**What is being asked**
What follows is a block of records; restate each one word for word.

**Data supplied**
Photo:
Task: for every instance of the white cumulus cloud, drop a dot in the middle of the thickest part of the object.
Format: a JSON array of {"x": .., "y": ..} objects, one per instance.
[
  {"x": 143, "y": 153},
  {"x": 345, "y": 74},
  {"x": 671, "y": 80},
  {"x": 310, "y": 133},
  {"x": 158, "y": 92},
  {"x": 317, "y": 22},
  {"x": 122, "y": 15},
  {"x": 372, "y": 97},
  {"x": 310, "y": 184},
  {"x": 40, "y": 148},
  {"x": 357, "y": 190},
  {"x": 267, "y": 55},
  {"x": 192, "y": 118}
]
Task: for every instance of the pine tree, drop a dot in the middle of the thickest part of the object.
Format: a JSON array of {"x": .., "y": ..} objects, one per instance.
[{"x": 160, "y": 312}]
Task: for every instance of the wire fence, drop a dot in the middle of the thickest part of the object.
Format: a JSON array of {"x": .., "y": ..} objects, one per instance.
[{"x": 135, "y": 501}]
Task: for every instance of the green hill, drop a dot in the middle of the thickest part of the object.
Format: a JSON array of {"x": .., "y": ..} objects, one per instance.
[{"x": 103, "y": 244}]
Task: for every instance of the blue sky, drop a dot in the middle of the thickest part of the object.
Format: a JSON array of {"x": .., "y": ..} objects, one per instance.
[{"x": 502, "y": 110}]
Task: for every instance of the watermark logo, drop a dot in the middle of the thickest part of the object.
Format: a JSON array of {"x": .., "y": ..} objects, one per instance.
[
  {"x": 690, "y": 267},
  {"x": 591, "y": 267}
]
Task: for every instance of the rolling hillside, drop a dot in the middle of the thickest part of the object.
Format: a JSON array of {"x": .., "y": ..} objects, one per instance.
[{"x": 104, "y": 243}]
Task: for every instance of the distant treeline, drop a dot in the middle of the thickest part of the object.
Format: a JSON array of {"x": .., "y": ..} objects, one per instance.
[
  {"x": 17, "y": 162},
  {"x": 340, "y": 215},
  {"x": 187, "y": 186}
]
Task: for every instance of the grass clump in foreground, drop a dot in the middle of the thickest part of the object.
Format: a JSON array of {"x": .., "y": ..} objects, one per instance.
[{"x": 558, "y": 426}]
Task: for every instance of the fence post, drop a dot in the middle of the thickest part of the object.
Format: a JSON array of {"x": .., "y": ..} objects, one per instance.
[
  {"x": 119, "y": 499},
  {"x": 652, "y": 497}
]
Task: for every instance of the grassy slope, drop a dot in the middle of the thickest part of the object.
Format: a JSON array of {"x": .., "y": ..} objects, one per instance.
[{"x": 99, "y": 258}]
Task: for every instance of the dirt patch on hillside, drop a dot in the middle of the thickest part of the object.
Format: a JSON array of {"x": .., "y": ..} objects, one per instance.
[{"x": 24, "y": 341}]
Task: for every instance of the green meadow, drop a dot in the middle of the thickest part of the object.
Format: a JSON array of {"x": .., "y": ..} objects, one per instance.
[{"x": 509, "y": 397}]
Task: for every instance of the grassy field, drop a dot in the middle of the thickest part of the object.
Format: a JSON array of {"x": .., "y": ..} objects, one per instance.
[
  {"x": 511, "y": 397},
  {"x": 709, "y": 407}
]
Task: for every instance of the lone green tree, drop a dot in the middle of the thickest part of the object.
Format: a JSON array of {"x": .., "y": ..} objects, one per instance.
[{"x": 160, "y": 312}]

**Exercise result**
Photo:
Task: for every instance of the white cumulus cloud, drop a dot in the middle of the thickest part of the object.
Format: a JSON array of {"x": .., "y": ..} objects, one per instance.
[
  {"x": 143, "y": 153},
  {"x": 345, "y": 74},
  {"x": 671, "y": 80},
  {"x": 310, "y": 133},
  {"x": 158, "y": 92},
  {"x": 317, "y": 22},
  {"x": 122, "y": 15},
  {"x": 372, "y": 97},
  {"x": 310, "y": 184},
  {"x": 40, "y": 148},
  {"x": 357, "y": 190},
  {"x": 267, "y": 55},
  {"x": 192, "y": 118}
]
Task: for every instance of the pine tree, drop a dot in the middle of the thickest part of the object.
Format: a JSON array of {"x": .., "y": ..} objects, one per instance.
[{"x": 160, "y": 312}]
Task: for every instance of the wire fence, drop a dot in the middle of the thickest part of the object.
Format: a JSON array of {"x": .., "y": ..} objects, one per instance.
[{"x": 135, "y": 501}]
Task: for every instance of the green hill, drop a dot in the middle of the thickest part of the object.
Format: a JSON array of {"x": .., "y": ..} objects, one per instance.
[{"x": 103, "y": 244}]
Task: for every instance of the blue sky, drop a dot in the middle of the thickest part of the object.
Format: a JSON array of {"x": .., "y": ..} objects, one per instance.
[{"x": 502, "y": 110}]
Task: for every instance of the watermark logo, drop a dot in the middle of the thickest part of the object.
Format: a JSON array of {"x": .., "y": ..} objects, one per instance.
[
  {"x": 690, "y": 267},
  {"x": 591, "y": 267}
]
Task: for every instance of the rolling hillside, drop a dot in the middle of the thickest part of the object.
Format: a JSON array of {"x": .., "y": ..} objects, one per instance.
[{"x": 104, "y": 243}]
Task: for every instance of the distant treeline, drop a dot in the middle of the thickest part of the object.
Format: a JSON array of {"x": .., "y": ..} objects, one per instance.
[
  {"x": 17, "y": 162},
  {"x": 340, "y": 215},
  {"x": 187, "y": 186}
]
Task: for every instance of the grass clump in foreground, drop a dot in the middle of the thickest part of the object.
Format: a JSON array of {"x": .., "y": ..} objects, one per instance.
[{"x": 558, "y": 426}]
Task: for every instance of the fence post, drop a dot in the middle of the thickest part of the object.
Format: a JSON array of {"x": .., "y": ..} objects, one per instance.
[
  {"x": 119, "y": 499},
  {"x": 652, "y": 497}
]
Task: for every instance of the grassy slope, drop a dot in the middle of the thickest part of the object.
Format: a JSON array of {"x": .., "y": ..} objects, one per instance.
[{"x": 99, "y": 258}]
Task: for every instance of the dirt patch on hillside, drop a dot in the middle of the thickest part of the object.
Format: a JSON array of {"x": .., "y": ..} objects, one per instance.
[{"x": 24, "y": 341}]
Task: for every instance of the green meadow, drop a dot in the middle of the thickest part of the object.
Format: a JSON array of {"x": .., "y": ..} objects, one per instance.
[{"x": 509, "y": 397}]
Task: for every instance of the grassy field, drop a dot in the middle of the thickest part of the object.
Format: a JSON array of {"x": .., "y": ..} objects, one per instance.
[
  {"x": 511, "y": 397},
  {"x": 709, "y": 407}
]
Task: for every instance of the lone green tree, drop a dot in the middle of the thickest part of the object.
Format: a JSON array of {"x": .., "y": ..} objects, one per instance.
[{"x": 160, "y": 312}]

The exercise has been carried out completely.